Pull out every line in the rows below that contains the string "swan", and match its case exactly.

○ ○ ○ ○ ○

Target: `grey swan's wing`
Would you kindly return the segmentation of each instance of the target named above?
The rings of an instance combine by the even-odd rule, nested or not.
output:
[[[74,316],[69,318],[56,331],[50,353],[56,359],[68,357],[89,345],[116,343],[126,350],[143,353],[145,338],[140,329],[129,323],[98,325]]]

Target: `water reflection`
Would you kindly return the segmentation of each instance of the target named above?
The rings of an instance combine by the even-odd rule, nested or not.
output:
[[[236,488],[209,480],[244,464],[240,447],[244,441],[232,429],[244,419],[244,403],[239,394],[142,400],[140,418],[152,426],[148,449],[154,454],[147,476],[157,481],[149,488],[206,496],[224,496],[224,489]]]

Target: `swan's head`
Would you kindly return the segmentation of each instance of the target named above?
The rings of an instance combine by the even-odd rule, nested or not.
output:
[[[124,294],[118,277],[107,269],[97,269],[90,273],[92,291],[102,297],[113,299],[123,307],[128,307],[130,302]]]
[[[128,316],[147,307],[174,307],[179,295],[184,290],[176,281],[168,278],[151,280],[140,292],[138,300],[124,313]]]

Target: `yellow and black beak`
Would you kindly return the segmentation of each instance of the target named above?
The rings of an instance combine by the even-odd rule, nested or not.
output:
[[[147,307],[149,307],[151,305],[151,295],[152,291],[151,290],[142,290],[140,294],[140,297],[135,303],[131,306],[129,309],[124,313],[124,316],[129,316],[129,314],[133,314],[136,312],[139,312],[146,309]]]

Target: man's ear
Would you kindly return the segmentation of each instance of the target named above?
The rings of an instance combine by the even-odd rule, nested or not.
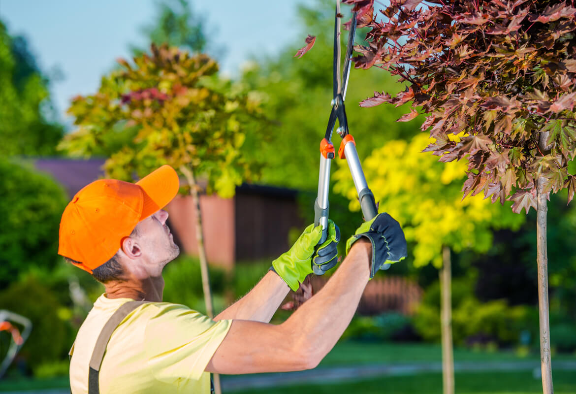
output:
[[[124,237],[120,242],[122,252],[128,259],[134,260],[142,256],[142,249],[134,238],[131,237]]]

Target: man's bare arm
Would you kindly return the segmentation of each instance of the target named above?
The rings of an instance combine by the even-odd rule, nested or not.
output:
[[[248,294],[219,313],[214,320],[268,323],[289,291],[288,285],[280,276],[268,271]]]
[[[282,324],[233,321],[206,370],[240,374],[316,367],[354,316],[370,276],[371,253],[369,242],[357,241],[324,287]]]

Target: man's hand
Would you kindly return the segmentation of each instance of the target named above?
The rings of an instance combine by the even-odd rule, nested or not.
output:
[[[404,232],[400,223],[387,213],[379,214],[363,223],[346,242],[346,254],[352,245],[362,237],[367,238],[372,244],[371,278],[386,262],[396,263],[408,255]]]
[[[338,263],[336,246],[340,241],[340,230],[328,220],[328,238],[314,253],[314,248],[322,237],[322,227],[310,225],[287,252],[272,262],[274,271],[295,291],[309,274],[314,271],[322,273]]]

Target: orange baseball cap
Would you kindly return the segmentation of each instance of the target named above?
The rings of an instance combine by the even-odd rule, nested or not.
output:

○ ○ ○ ○ ○

→ COMPLETE OUTPUT
Target: `grey swan's wing`
Target: `swan's head`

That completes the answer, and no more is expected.